* [TASK INPUT]
··········

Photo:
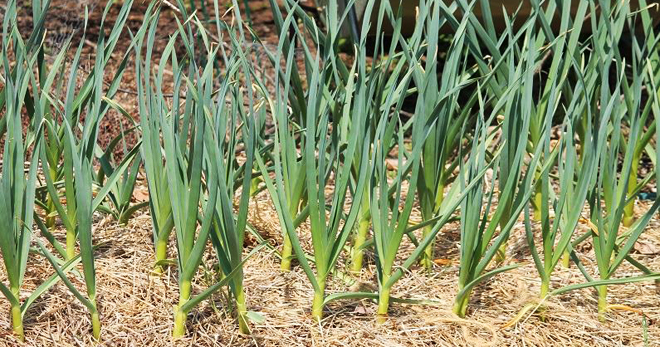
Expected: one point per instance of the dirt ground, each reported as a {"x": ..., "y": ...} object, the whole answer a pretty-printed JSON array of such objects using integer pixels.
[{"x": 136, "y": 305}]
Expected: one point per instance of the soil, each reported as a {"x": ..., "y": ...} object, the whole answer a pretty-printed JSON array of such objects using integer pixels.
[{"x": 136, "y": 305}]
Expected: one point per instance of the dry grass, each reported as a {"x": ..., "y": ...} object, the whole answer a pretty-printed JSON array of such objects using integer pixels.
[{"x": 136, "y": 306}]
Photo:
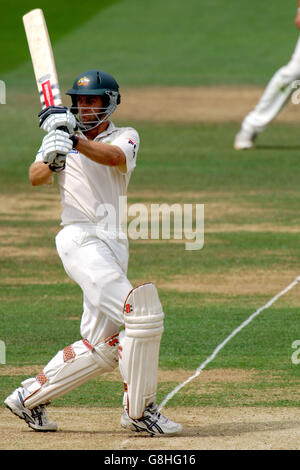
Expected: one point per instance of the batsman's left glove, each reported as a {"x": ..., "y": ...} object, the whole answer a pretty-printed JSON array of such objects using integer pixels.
[
  {"x": 55, "y": 143},
  {"x": 57, "y": 117}
]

··········

* [PROBLEM]
Produce the entries above once more, exactly as given, with each picture left out.

* [EXERCISE RESPONSE]
Photo:
Expected: one point per instance of the dirt ground, each reported as a {"x": ..., "y": ...} object, the whole answer a pretty-printed JSON array of such objects using integer pixels.
[{"x": 136, "y": 305}]
Expected: one point per instance of the soil, each reported as a {"x": ..., "y": ...} object, the whole answer a pretty-printed JSON array of such objects using integer pixels.
[{"x": 136, "y": 305}]
Expected: one point per instance of the dry grass, each reported as a {"x": ..., "y": ...} object, the whole answer a pretty-printed JSON array of such objects using integer pixels.
[{"x": 136, "y": 306}]
Photo:
Expected: one point per instance of the batsman's left glove, each reported as a {"x": ..., "y": ...} object, the whole answer a pretty-printed JSON array of such objects using integer pixels.
[
  {"x": 55, "y": 143},
  {"x": 57, "y": 117}
]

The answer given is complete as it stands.